(Stored data entries)
--

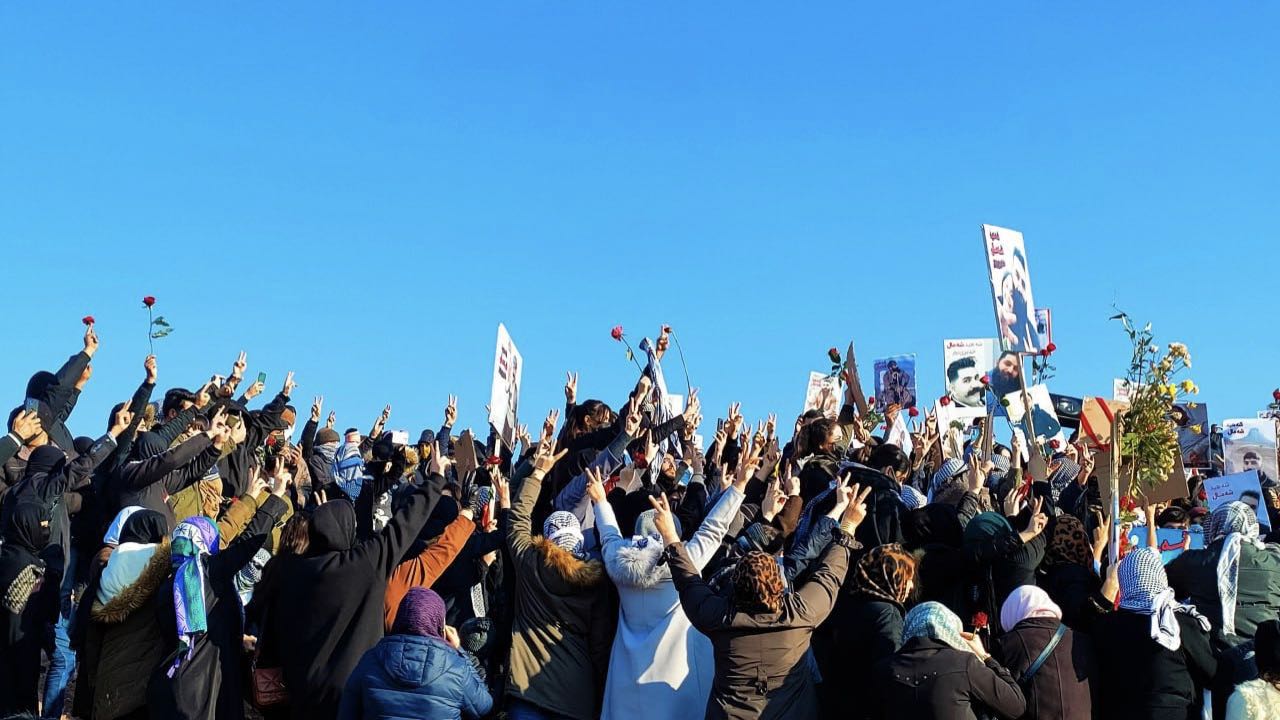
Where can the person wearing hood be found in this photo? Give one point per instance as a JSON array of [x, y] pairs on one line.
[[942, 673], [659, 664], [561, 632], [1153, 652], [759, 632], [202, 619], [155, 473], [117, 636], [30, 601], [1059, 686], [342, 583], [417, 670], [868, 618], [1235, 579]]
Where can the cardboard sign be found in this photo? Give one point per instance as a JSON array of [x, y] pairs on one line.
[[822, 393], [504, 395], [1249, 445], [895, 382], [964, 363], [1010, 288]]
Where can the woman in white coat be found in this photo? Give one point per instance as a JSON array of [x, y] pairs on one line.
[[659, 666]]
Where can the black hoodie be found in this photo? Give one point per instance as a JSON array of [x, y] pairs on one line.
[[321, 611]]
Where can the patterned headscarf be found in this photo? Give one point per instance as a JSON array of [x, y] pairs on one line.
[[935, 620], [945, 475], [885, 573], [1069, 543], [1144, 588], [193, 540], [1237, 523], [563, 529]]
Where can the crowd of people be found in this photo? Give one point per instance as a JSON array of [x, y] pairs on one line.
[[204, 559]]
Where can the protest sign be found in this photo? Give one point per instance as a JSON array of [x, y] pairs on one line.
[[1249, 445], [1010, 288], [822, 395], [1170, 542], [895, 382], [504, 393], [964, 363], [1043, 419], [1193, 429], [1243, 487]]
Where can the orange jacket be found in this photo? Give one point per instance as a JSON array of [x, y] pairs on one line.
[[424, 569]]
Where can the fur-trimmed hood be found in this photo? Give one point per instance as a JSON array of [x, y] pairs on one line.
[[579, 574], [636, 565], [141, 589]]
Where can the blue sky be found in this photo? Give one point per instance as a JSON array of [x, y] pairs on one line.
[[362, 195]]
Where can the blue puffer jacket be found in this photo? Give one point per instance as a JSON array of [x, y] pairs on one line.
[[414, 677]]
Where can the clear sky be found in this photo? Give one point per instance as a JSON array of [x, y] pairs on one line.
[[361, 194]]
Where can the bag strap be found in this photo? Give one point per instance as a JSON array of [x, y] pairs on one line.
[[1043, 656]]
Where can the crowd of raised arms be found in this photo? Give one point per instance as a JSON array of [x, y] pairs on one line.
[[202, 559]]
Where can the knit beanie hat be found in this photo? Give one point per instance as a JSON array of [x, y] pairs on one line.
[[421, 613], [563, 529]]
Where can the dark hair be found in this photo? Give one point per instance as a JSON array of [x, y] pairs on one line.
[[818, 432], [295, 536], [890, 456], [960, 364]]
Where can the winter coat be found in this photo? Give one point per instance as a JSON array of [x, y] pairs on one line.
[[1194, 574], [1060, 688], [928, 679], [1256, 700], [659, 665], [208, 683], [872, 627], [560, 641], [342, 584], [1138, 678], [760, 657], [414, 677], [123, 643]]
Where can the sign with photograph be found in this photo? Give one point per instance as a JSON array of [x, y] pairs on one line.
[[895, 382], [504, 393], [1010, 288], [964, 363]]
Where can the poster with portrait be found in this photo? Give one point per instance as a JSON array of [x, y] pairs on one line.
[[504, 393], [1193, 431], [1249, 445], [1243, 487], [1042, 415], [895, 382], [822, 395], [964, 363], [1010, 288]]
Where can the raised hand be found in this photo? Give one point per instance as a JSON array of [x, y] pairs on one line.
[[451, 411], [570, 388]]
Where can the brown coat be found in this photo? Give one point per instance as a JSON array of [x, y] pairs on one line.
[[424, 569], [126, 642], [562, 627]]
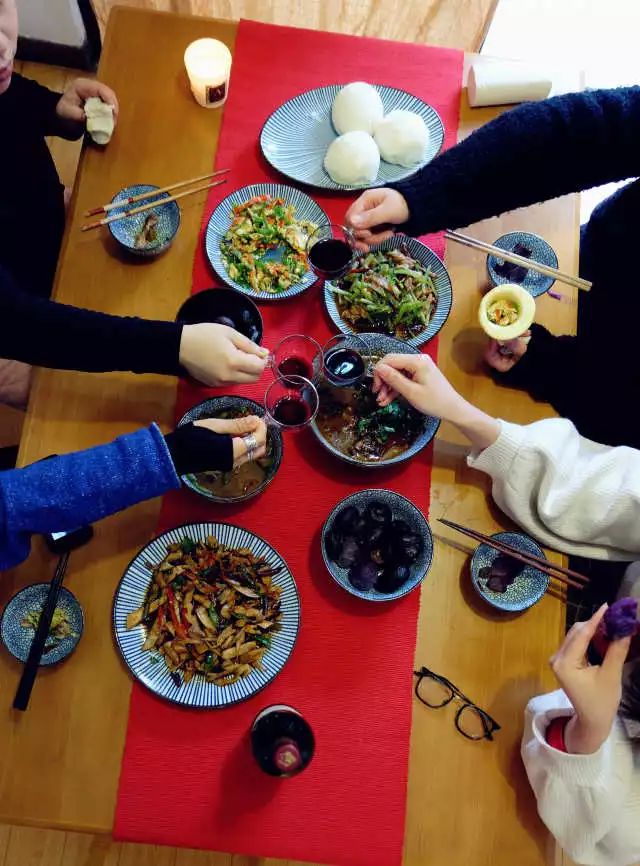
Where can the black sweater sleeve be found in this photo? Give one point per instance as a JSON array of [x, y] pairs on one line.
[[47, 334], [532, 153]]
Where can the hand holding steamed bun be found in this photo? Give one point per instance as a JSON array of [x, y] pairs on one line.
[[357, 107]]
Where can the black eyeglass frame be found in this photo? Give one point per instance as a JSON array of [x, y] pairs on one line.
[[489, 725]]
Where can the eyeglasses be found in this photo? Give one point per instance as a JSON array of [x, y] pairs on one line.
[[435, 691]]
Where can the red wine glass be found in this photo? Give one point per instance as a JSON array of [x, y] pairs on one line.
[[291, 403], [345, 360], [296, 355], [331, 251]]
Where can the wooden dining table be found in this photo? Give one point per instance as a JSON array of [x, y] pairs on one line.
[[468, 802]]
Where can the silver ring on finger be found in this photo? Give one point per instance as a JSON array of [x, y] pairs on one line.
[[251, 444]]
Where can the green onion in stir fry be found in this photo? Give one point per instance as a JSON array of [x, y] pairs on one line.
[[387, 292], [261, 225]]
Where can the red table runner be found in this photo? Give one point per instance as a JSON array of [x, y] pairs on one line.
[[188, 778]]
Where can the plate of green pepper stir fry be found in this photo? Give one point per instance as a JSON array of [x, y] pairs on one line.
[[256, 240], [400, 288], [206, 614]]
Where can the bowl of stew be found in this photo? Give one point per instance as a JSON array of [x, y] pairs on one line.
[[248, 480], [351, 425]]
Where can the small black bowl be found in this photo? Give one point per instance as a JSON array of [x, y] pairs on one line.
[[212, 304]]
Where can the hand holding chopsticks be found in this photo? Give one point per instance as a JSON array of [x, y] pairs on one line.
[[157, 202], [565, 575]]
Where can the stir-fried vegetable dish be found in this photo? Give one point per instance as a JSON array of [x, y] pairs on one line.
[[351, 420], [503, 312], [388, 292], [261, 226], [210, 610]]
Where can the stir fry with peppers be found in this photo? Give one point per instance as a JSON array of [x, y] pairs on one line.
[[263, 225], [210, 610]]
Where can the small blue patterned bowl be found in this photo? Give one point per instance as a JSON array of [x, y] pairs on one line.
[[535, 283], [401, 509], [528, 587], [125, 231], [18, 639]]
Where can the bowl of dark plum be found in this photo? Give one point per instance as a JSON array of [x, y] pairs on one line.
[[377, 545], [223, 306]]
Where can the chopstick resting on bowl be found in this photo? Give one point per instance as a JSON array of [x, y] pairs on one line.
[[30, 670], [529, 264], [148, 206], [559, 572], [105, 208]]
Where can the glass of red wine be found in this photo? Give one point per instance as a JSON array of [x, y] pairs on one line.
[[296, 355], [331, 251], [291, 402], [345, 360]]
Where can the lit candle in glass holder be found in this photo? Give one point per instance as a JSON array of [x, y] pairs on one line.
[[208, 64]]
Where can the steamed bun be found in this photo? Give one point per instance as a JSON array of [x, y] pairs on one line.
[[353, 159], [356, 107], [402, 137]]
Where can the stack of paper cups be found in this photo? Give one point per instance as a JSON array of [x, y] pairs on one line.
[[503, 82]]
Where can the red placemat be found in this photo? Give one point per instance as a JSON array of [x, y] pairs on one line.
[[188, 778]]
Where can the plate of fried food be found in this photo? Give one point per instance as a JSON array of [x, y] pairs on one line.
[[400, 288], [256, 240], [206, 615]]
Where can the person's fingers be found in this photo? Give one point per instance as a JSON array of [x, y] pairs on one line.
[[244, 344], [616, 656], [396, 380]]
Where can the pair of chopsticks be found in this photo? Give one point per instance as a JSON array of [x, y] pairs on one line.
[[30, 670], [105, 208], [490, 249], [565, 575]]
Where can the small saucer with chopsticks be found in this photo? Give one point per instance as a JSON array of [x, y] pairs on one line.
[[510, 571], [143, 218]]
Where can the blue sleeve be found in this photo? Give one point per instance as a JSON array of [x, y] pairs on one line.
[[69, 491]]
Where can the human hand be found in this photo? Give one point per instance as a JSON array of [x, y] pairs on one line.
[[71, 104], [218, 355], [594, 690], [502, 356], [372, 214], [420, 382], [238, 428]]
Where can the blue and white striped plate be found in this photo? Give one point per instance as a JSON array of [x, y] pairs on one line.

--

WHAT THE TASK REQUIRES: Reproduce each entry precisely; the pictures stay out.

EXERCISE ANSWER:
Where can the person wearing hood be found in this photo? Give one point per instance as a JSON array of [x, y] pairs on one line.
[[942, 673], [659, 664], [561, 632], [1153, 652], [759, 632], [202, 619], [155, 473], [117, 636], [30, 601], [1059, 686], [342, 583], [417, 670], [868, 618], [1235, 579]]
Where can the cardboard sign be found in this photo? Give one point per instance as a JSON array of [x, y] pairs on one line.
[[822, 393], [504, 395], [1249, 445], [895, 382], [964, 363], [1010, 288]]
Where can the woman in white coat be found in this photo? Give one point per instance as a JSON array of [x, y] pairs on one line.
[[659, 666]]
Where can the black hoodie be found in this photo? Give one point per instance as a JSON array of [x, y] pairs on one line.
[[321, 611]]
Where can the patterned headscarf be found in this photo? Give one point per instance as a JSON array of [x, y] pairs on one line.
[[935, 620], [945, 475], [885, 573], [1069, 543], [1144, 588], [193, 540], [1237, 523], [563, 529]]
Where can the crowd of people be found in this photo? Give one point per instance as a JSON array of [x, y] pairs on one line.
[[204, 559]]
Where can the protest sign be found in this photo? Give one point per instance as a JSON array of [x, y] pairs on one line.
[[1249, 445], [1010, 288], [822, 395], [1170, 542], [895, 382], [504, 393], [964, 363], [1043, 419], [1193, 429], [1243, 487]]
Where can the orange jacket be found in this photo? Give one point per instance as a JSON array of [x, y] pairs on one line.
[[424, 569]]
Where can the fur-trimmed hood be found in this photo? Give one point per instance as a JSON array of [x, y] pairs on one line.
[[579, 574], [636, 565], [141, 589]]
Where can the blue sky be found in this photo? Give one point per instance as a JSON array of [x, y] pairs on one line.
[[362, 195]]
Where can the blue puffer jacket be found in this photo? Give one point per instance as a JSON array of [x, y] pairs on one line.
[[414, 677]]
Where can the clear sky be found in this photo? Give one point per instance as a JSON array of [x, y] pairs on one line.
[[361, 194]]
Where can the bag strap be found in this photo? Give one point per instance as a JSON array of [x, y] pairs on one line.
[[1043, 656]]
Where can the crowd of raised arms be found in this photo? Give one point per instance as a JSON array of [x, y] pairs on one line.
[[202, 559]]
Where can the knit beanie hat be found in this photo? Give one point per instance as a JSON array of [x, y] pairs on one line.
[[421, 613], [563, 529]]
Where can the dark hair be found in this photo? Give one point per instance as a JSON array of [x, y] pairs on one line.
[[818, 432], [295, 536], [890, 456], [960, 364]]
Where can the winter coat be found in this photo? Give one point per instance as a JSON array of [x, y] pairs on one line.
[[1194, 574], [1060, 688], [928, 679], [1256, 700], [659, 665], [208, 683], [872, 627], [560, 641], [342, 584], [1138, 678], [760, 657], [414, 677], [123, 643]]
Where can the sign with photograph be found in this photo? Give one point per instance as a JSON array of [x, y] pairs on one line.
[[895, 382], [504, 393], [1010, 288], [964, 363]]
Where can the poster with portrait be found in this photo? Give one point per instance as a JSON array of [x, y] pairs on one line.
[[504, 393], [1193, 431], [1249, 445], [1243, 487], [1042, 415], [895, 382], [822, 395], [964, 363], [1010, 288]]
Where can the raised hand be found in this photo? Give one point per instance as a JSON array of [x, y] pairs on one line.
[[451, 411], [570, 388]]
Where can the brown coat be found in this photo? Give one point per instance as a JSON array of [x, y] pairs on one line.
[[424, 569], [126, 642], [562, 627]]
Where can the black sweater sleeve be found in this photo? Give one point per instance as a JSON array of [x, y] pairs on one line.
[[47, 334], [532, 153]]
Where can the hand holding steamed bun be found in this photo? Give one point per instance as a JSON array of [x, y] pairs on one line.
[[357, 107]]
Where can the black eyeglass frame be found in this photo? Give one point per instance as a JSON array of [x, y] pairs on one line.
[[489, 725]]
Where can the eyeglasses be found in this photo? Give one point per instance as a JSON array of [x, y] pairs on one line.
[[435, 691]]
Where can the red wine glass be found in this photo? Give one point per instance as a JSON array of [x, y] pairs on one line.
[[291, 403], [345, 360], [296, 355], [331, 251]]
Where can the wooden dining table be found in this photo? Give one point per instance as a JSON array of [x, y] pairs on one line.
[[468, 802]]
Where can the silver ring on finger be found in this photo? Give one point per instance as a JSON array of [x, y] pairs on one line.
[[251, 444]]
Where can the green onion in stir fry be found in this photo? Give one point per instance as a JSON array of [x, y] pairs on one line.
[[387, 292], [261, 225]]
Where can the red table runner be found in this photo? Give one point per instance as a JSON array of [x, y] pairs on one line.
[[188, 778]]
Where can the plate of green pepper stir fry be found in this photo? Give one point per instance as a JSON array of [x, y] pairs on one line.
[[256, 240], [400, 288], [206, 614]]
Where can the bowl of stew be found in this photo? Give one point per instance as a JSON array of [x, y] pairs on one line.
[[248, 480], [351, 425]]
Where can the small black bowl be found in this photo? Give one point per instance as a JSON array of [x, y] pairs on one line.
[[212, 304]]
Where can the hand holding chopsticks be found in this photo? Give one point per instance as a JSON array of [x, y] pairs on one line.
[[157, 202], [565, 575]]
Where can the stir-fried vegetable dish be found in this photo? Give one point per instance as a JSON array of [x, y] pairs on one line.
[[351, 420], [503, 312], [388, 292], [261, 226], [210, 610]]
Where can the stir fry with peppers be found in this photo? Give one point per instance as a JSON array of [x, y] pairs on one line.
[[263, 225], [210, 610]]
Where can the small blue patterned bowl be found in this photo? Give one point per instance as a JSON array of [x, y] pairs on one line.
[[535, 283], [401, 509], [528, 587], [125, 231], [18, 639]]
Where can the bowl of dark plum be found in this photo? Give one point per instance as a JSON array of [x, y] pairs on one line.
[[377, 545], [223, 306]]
Where can the chopstick resting on bowl be found in this photo? Give one point per instance as a JSON array of [x, y] pairs on one line.
[[30, 670], [529, 264], [148, 206], [559, 572], [105, 208]]
Where can the glass of red wine be found in this photo? Give one point per instance as a JSON array of [x, y] pairs on one line.
[[296, 355], [331, 251], [291, 402], [345, 360]]
Where can the lit candle in glass holder be found in this photo? Give one point per instance as a JSON array of [x, y] pairs on one line.
[[208, 64]]
Where can the steamed bun be found in this photo? Give one point per instance as a JSON array of [x, y] pairs on one line.
[[353, 159], [356, 107], [402, 137]]
Where can the stack of paper cups be found in this photo? Give one point per instance as a JSON array of [x, y] pairs on one line.
[[503, 82]]
Where can the red placemat be found in this photo? Give one point per instance as a JSON array of [x, y] pairs on one line.
[[188, 778]]
Where can the plate of fried food be found in this photo? Give one point per instance as a JSON array of [x, y] pairs on one line.
[[400, 288], [256, 240], [206, 615]]
Where can the person's fingers be found in this photo? Give one point per instance as a JSON array of [x, y] pairs on one line.
[[244, 344], [616, 656], [396, 380]]
Where can the pair of chopsticks be found in this photo? Give one point per instance as a JSON array of [x, y] pairs on one line.
[[30, 670], [105, 208], [490, 249], [565, 575]]
Where can the small saucer with chopsticks be found in this photo? Give one point per instance as a JSON array of [x, y] pairs on one line.
[[510, 571], [143, 218]]
Where can the blue sleeve be found in this photo? Give one point per instance as a JSON array of [x, y] pairs on one line.
[[69, 491]]
Where can the human hand be found in this photo? Give one point per instance as a JSON array of [x, y] pairs on one line.
[[71, 104], [218, 355], [594, 690], [502, 356], [372, 214], [420, 382], [238, 428]]
Where can the blue and white striped plate be found in this photo? Give one point per instance as a JSON array of [x, y] pairs on one line.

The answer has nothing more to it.